==== Entries provided ====
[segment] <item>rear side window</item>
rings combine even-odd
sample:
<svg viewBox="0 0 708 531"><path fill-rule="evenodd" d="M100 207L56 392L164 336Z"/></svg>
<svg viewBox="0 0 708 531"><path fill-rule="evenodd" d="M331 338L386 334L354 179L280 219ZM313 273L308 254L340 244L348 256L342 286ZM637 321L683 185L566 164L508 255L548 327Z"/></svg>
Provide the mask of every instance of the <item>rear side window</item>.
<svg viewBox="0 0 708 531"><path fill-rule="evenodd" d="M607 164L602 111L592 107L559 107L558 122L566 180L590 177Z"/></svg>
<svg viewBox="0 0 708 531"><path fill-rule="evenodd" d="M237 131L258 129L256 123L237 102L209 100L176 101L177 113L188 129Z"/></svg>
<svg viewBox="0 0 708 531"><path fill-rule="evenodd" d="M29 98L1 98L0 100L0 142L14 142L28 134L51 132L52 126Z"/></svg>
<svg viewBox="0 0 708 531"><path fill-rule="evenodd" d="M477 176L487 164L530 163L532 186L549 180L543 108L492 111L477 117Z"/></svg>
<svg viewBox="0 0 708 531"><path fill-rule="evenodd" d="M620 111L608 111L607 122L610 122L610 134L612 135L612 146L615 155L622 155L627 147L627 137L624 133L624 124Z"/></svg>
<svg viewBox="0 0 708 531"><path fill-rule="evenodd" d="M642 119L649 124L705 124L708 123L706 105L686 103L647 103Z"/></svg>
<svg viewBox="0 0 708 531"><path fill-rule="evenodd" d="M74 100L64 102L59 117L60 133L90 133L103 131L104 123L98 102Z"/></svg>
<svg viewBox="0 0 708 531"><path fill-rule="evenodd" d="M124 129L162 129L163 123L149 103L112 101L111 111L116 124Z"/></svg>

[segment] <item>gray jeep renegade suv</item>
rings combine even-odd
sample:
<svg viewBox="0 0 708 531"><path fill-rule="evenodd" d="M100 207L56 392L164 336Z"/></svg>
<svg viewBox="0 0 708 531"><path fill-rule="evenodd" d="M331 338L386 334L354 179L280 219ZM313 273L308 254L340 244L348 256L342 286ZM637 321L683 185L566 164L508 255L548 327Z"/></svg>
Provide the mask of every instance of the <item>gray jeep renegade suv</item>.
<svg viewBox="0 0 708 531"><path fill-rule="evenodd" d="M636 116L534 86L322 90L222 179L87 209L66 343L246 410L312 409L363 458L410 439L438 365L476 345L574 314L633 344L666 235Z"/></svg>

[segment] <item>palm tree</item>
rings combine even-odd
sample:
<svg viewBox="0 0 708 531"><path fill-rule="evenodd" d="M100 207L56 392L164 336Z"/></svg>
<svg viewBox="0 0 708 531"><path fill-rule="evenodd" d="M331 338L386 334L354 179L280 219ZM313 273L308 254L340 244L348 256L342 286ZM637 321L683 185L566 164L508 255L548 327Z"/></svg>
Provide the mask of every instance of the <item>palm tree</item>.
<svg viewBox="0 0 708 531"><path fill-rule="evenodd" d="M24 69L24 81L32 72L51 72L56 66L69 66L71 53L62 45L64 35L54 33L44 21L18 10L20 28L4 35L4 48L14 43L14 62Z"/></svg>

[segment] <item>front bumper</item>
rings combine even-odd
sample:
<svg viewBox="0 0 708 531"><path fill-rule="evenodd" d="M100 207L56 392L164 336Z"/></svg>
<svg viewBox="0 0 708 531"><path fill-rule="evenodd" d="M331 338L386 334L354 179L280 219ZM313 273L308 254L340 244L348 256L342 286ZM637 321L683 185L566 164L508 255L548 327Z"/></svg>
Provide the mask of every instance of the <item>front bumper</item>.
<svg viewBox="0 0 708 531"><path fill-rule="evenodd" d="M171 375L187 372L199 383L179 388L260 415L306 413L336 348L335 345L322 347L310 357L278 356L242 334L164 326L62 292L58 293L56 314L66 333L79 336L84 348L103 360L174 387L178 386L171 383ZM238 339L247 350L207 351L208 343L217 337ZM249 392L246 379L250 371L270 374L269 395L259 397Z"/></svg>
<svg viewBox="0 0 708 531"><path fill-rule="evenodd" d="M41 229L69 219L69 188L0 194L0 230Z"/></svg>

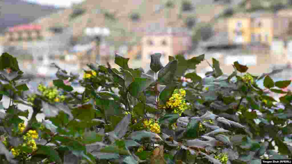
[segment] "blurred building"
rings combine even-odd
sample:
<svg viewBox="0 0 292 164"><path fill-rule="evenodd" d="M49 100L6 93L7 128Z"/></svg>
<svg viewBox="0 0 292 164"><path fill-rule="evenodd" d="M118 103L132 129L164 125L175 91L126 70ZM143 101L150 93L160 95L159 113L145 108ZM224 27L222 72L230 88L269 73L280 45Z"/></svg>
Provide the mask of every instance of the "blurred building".
<svg viewBox="0 0 292 164"><path fill-rule="evenodd" d="M165 64L168 62L169 56L173 56L189 50L191 39L191 34L186 28L150 27L142 38L140 60L149 64L150 55L160 53L161 62Z"/></svg>
<svg viewBox="0 0 292 164"><path fill-rule="evenodd" d="M239 13L228 20L230 42L247 44L260 43L270 45L274 35L274 14L272 13Z"/></svg>

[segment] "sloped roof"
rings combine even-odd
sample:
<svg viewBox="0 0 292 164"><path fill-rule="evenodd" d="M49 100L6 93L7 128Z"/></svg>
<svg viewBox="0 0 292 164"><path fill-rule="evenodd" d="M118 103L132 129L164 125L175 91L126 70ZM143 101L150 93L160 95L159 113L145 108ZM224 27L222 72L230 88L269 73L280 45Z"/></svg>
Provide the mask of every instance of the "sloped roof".
<svg viewBox="0 0 292 164"><path fill-rule="evenodd" d="M8 27L7 31L9 32L15 32L25 30L40 30L41 29L41 26L40 25L24 24Z"/></svg>

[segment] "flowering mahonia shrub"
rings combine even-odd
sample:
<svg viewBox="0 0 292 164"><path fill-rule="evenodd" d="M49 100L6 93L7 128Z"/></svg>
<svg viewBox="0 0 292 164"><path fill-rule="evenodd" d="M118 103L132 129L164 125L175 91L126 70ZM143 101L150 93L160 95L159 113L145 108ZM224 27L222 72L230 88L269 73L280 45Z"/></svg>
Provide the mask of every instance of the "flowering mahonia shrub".
<svg viewBox="0 0 292 164"><path fill-rule="evenodd" d="M160 133L160 127L157 121L153 119L145 120L143 121L144 127L151 132L156 133Z"/></svg>
<svg viewBox="0 0 292 164"><path fill-rule="evenodd" d="M66 97L60 94L55 87L47 87L41 84L38 87L38 90L41 93L42 95L47 98L51 102L59 102L64 101ZM27 101L32 103L37 97L36 95L33 94L27 96Z"/></svg>
<svg viewBox="0 0 292 164"><path fill-rule="evenodd" d="M28 95L16 59L3 54L0 100L11 101L0 105L0 163L247 164L292 157L292 97L279 89L291 81L254 76L237 62L226 76L214 59L202 78L190 71L204 55L170 56L164 66L161 55L151 55L147 73L117 54L119 69L88 64L81 79L55 64L54 86L41 84ZM265 89L256 84L264 78ZM76 81L84 90L74 91ZM285 94L280 104L267 89ZM19 104L31 108L31 117Z"/></svg>
<svg viewBox="0 0 292 164"><path fill-rule="evenodd" d="M96 72L94 71L87 71L83 75L83 79L90 79L96 76Z"/></svg>
<svg viewBox="0 0 292 164"><path fill-rule="evenodd" d="M173 110L173 113L178 114L180 116L188 107L187 104L185 97L185 90L181 89L175 89L169 100L166 105L162 106L163 108L170 108Z"/></svg>

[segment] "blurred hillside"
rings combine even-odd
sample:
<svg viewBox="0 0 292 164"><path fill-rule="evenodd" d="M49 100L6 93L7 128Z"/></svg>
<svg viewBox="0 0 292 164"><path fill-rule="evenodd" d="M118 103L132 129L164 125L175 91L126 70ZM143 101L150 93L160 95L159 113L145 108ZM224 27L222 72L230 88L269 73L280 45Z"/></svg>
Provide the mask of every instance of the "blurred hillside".
<svg viewBox="0 0 292 164"><path fill-rule="evenodd" d="M44 29L73 27L73 33L77 36L83 35L87 27L107 27L115 42L135 42L151 28L192 29L198 22L209 20L230 4L214 3L213 0L86 0L36 22Z"/></svg>
<svg viewBox="0 0 292 164"><path fill-rule="evenodd" d="M20 0L2 0L0 6L0 33L7 27L27 23L62 9Z"/></svg>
====
## Brief
Reproduce, character for character, the lines from the very first one through the line containing "129L162 129L163 123L149", with both of those lines included.

## Complete response
[segment] <item>rear side window</item>
rings combine even-odd
sample:
<svg viewBox="0 0 708 531"><path fill-rule="evenodd" d="M100 207L56 392L164 336Z"/></svg>
<svg viewBox="0 0 708 531"><path fill-rule="evenodd" d="M331 338L386 334L354 179L280 219ZM313 273L308 254L340 244L348 256L342 286ZM637 321L683 185L566 164L508 255L548 327Z"/></svg>
Provide the mask of every instance of the <item>rear side window</item>.
<svg viewBox="0 0 708 531"><path fill-rule="evenodd" d="M607 164L602 111L592 107L559 107L558 122L566 180L590 177Z"/></svg>
<svg viewBox="0 0 708 531"><path fill-rule="evenodd" d="M237 131L258 129L256 123L237 102L209 100L176 101L177 113L188 129Z"/></svg>
<svg viewBox="0 0 708 531"><path fill-rule="evenodd" d="M29 98L1 98L0 100L0 142L14 142L28 134L51 132L52 126Z"/></svg>
<svg viewBox="0 0 708 531"><path fill-rule="evenodd" d="M477 176L487 164L530 163L532 186L549 180L543 108L492 111L477 117Z"/></svg>
<svg viewBox="0 0 708 531"><path fill-rule="evenodd" d="M620 111L608 111L607 122L610 122L610 134L612 135L612 146L615 155L622 155L627 147L627 137L624 133L624 124Z"/></svg>
<svg viewBox="0 0 708 531"><path fill-rule="evenodd" d="M642 119L649 124L705 124L708 123L706 105L686 103L647 103Z"/></svg>
<svg viewBox="0 0 708 531"><path fill-rule="evenodd" d="M74 100L64 102L59 117L60 133L90 133L103 131L104 123L98 102Z"/></svg>
<svg viewBox="0 0 708 531"><path fill-rule="evenodd" d="M124 129L162 129L163 123L149 103L112 101L111 111L116 124Z"/></svg>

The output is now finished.